Your objective
Turn every line of the rows below into a numbered list, skipping any blank lines. Leave the picture lines out of your answer.

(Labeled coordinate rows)
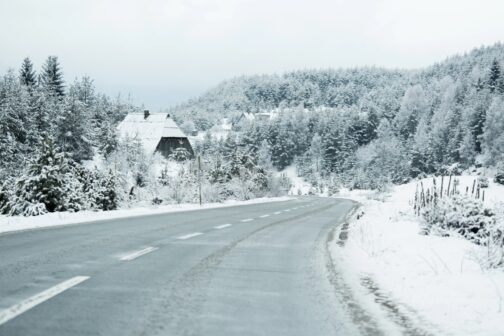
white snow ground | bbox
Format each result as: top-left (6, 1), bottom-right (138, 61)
top-left (332, 176), bottom-right (504, 335)
top-left (278, 165), bottom-right (312, 195)
top-left (0, 197), bottom-right (292, 233)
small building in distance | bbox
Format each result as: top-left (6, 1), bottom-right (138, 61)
top-left (234, 111), bottom-right (278, 125)
top-left (117, 110), bottom-right (194, 158)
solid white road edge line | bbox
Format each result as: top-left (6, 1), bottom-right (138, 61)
top-left (119, 246), bottom-right (158, 261)
top-left (214, 224), bottom-right (232, 230)
top-left (0, 276), bottom-right (89, 325)
top-left (177, 232), bottom-right (203, 240)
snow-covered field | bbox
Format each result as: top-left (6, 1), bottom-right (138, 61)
top-left (332, 176), bottom-right (504, 335)
top-left (0, 197), bottom-right (292, 233)
top-left (278, 165), bottom-right (312, 195)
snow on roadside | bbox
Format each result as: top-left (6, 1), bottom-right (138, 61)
top-left (278, 165), bottom-right (311, 195)
top-left (333, 176), bottom-right (504, 335)
top-left (0, 197), bottom-right (293, 233)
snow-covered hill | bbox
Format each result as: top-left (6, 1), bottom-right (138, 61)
top-left (333, 176), bottom-right (504, 335)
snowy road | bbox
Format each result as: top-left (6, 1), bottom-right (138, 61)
top-left (0, 197), bottom-right (362, 336)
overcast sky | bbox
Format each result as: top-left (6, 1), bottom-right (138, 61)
top-left (0, 0), bottom-right (504, 110)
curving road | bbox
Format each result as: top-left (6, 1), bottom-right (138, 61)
top-left (0, 197), bottom-right (357, 336)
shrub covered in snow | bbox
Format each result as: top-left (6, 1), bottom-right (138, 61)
top-left (414, 177), bottom-right (504, 266)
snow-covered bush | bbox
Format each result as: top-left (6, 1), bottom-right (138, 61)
top-left (414, 177), bottom-right (504, 267)
top-left (421, 194), bottom-right (496, 245)
top-left (494, 169), bottom-right (504, 185)
top-left (0, 182), bottom-right (12, 215)
top-left (8, 137), bottom-right (85, 216)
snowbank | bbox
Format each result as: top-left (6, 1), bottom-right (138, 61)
top-left (278, 165), bottom-right (312, 195)
top-left (332, 176), bottom-right (504, 335)
top-left (0, 197), bottom-right (293, 233)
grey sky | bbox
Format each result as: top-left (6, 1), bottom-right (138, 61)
top-left (0, 0), bottom-right (504, 110)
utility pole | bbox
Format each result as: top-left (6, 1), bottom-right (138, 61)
top-left (198, 156), bottom-right (201, 206)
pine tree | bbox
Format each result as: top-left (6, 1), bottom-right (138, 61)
top-left (40, 56), bottom-right (65, 97)
top-left (19, 57), bottom-right (37, 87)
top-left (94, 169), bottom-right (119, 211)
top-left (488, 59), bottom-right (501, 92)
top-left (9, 137), bottom-right (83, 216)
top-left (57, 93), bottom-right (93, 162)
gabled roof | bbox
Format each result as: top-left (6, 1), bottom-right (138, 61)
top-left (117, 112), bottom-right (187, 154)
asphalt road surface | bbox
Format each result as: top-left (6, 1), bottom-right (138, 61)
top-left (0, 197), bottom-right (357, 336)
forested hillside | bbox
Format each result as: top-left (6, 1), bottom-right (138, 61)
top-left (170, 44), bottom-right (504, 188)
top-left (0, 44), bottom-right (504, 215)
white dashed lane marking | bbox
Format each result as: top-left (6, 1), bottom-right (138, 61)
top-left (214, 224), bottom-right (232, 230)
top-left (120, 246), bottom-right (158, 261)
top-left (0, 276), bottom-right (89, 325)
top-left (177, 232), bottom-right (203, 240)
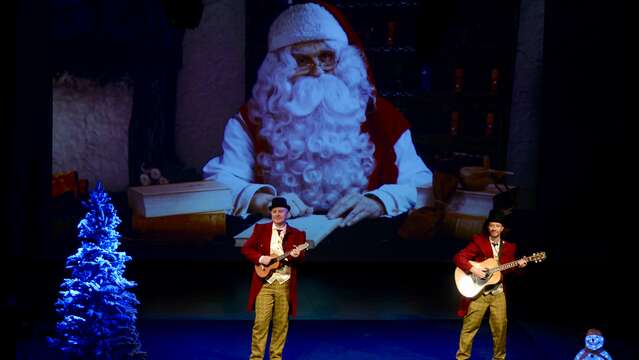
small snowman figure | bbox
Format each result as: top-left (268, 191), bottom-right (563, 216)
top-left (575, 329), bottom-right (612, 360)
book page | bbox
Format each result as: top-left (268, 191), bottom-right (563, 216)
top-left (235, 215), bottom-right (343, 248)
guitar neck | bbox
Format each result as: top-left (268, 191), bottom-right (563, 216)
top-left (493, 256), bottom-right (531, 272)
top-left (275, 243), bottom-right (308, 261)
top-left (275, 251), bottom-right (291, 261)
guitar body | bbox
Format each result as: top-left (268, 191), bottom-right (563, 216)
top-left (455, 258), bottom-right (501, 298)
top-left (255, 242), bottom-right (310, 279)
top-left (255, 261), bottom-right (282, 279)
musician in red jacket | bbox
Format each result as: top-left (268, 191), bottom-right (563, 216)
top-left (453, 210), bottom-right (526, 360)
top-left (242, 197), bottom-right (306, 360)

Full response
1. white snow ground | bbox
2. Format each result as: top-left (6, 1), bottom-right (138, 61)
3. top-left (332, 176), bottom-right (504, 335)
4. top-left (278, 165), bottom-right (312, 195)
5. top-left (0, 197), bottom-right (292, 233)
6. small building in distance | bbox
7. Format each result as: top-left (6, 1), bottom-right (138, 61)
8. top-left (234, 111), bottom-right (278, 125)
9. top-left (117, 110), bottom-right (194, 158)
10. solid white road edge line | bbox
11. Format each result as: top-left (6, 1), bottom-right (138, 61)
12. top-left (119, 246), bottom-right (158, 261)
13. top-left (214, 224), bottom-right (232, 230)
14. top-left (0, 276), bottom-right (89, 325)
15. top-left (177, 232), bottom-right (203, 240)
16. snow-covered field | bbox
17. Format each result as: top-left (6, 1), bottom-right (138, 61)
18. top-left (332, 176), bottom-right (504, 335)
19. top-left (0, 197), bottom-right (292, 233)
20. top-left (278, 165), bottom-right (312, 195)
21. snow on roadside | bbox
22. Format each result as: top-left (6, 1), bottom-right (138, 61)
23. top-left (278, 165), bottom-right (311, 195)
24. top-left (333, 176), bottom-right (504, 335)
25. top-left (0, 197), bottom-right (293, 233)
26. snow-covered hill | bbox
27. Format each result as: top-left (6, 1), bottom-right (138, 61)
28. top-left (333, 176), bottom-right (504, 335)
29. snowy road | bbox
30. Format each result as: top-left (6, 1), bottom-right (138, 61)
31. top-left (0, 197), bottom-right (362, 336)
32. overcast sky | bbox
33. Format each result as: top-left (6, 1), bottom-right (138, 61)
34. top-left (0, 0), bottom-right (504, 110)
35. curving road | bbox
36. Format each result as: top-left (6, 1), bottom-right (138, 61)
37. top-left (0, 197), bottom-right (357, 336)
38. shrub covered in snow | bbox
39. Format each result as: top-left (6, 1), bottom-right (138, 61)
40. top-left (414, 177), bottom-right (504, 266)
41. snow-covered bush | bbox
42. Format each result as: top-left (6, 1), bottom-right (138, 61)
43. top-left (414, 177), bottom-right (504, 267)
44. top-left (421, 194), bottom-right (496, 245)
45. top-left (494, 169), bottom-right (504, 185)
46. top-left (0, 182), bottom-right (12, 215)
47. top-left (8, 137), bottom-right (85, 216)
48. snowbank | bbox
49. Format each result as: top-left (6, 1), bottom-right (138, 61)
50. top-left (278, 165), bottom-right (312, 195)
51. top-left (332, 176), bottom-right (504, 335)
52. top-left (0, 197), bottom-right (293, 233)
53. grey sky | bbox
54. Format each result as: top-left (6, 1), bottom-right (138, 61)
55. top-left (0, 0), bottom-right (504, 110)
56. utility pole | bbox
57. Format each result as: top-left (6, 1), bottom-right (138, 61)
58. top-left (198, 156), bottom-right (201, 206)
59. pine tree | bbox
60. Format each result as: top-left (6, 1), bottom-right (138, 61)
61. top-left (40, 56), bottom-right (65, 97)
62. top-left (19, 57), bottom-right (37, 87)
63. top-left (94, 169), bottom-right (119, 211)
64. top-left (488, 59), bottom-right (501, 92)
65. top-left (9, 137), bottom-right (83, 216)
66. top-left (57, 93), bottom-right (93, 162)
67. gabled roof | bbox
68. Format each result as: top-left (6, 1), bottom-right (138, 61)
69. top-left (117, 112), bottom-right (187, 154)
70. asphalt road surface | bbox
71. Format each result as: top-left (6, 1), bottom-right (138, 61)
72. top-left (0, 197), bottom-right (357, 336)
73. forested hillside | bbox
74. Format each result as: top-left (6, 1), bottom-right (138, 61)
75. top-left (170, 44), bottom-right (504, 188)
76. top-left (0, 44), bottom-right (504, 215)
77. white dashed lane marking | bbox
78. Format each result as: top-left (6, 1), bottom-right (138, 61)
79. top-left (214, 224), bottom-right (232, 230)
80. top-left (120, 246), bottom-right (158, 261)
81. top-left (0, 276), bottom-right (89, 325)
82. top-left (177, 232), bottom-right (203, 240)
83. small snowman figure | bbox
84. Format each result as: top-left (268, 191), bottom-right (563, 216)
85. top-left (575, 329), bottom-right (612, 360)
86. book page | bbox
87. Format each result as: top-left (268, 191), bottom-right (563, 216)
88. top-left (235, 215), bottom-right (343, 248)
89. guitar neck | bbox
90. Format each result as: top-left (268, 191), bottom-right (563, 216)
91. top-left (493, 256), bottom-right (531, 272)
92. top-left (275, 243), bottom-right (308, 261)
93. top-left (275, 251), bottom-right (291, 261)
94. guitar body | bbox
95. Format each result as: top-left (268, 191), bottom-right (563, 216)
96. top-left (455, 258), bottom-right (501, 298)
97. top-left (255, 242), bottom-right (310, 279)
98. top-left (255, 261), bottom-right (282, 279)
99. musician in red jacket | bbox
100. Format each result as: top-left (268, 191), bottom-right (563, 216)
101. top-left (453, 210), bottom-right (526, 360)
102. top-left (242, 197), bottom-right (306, 360)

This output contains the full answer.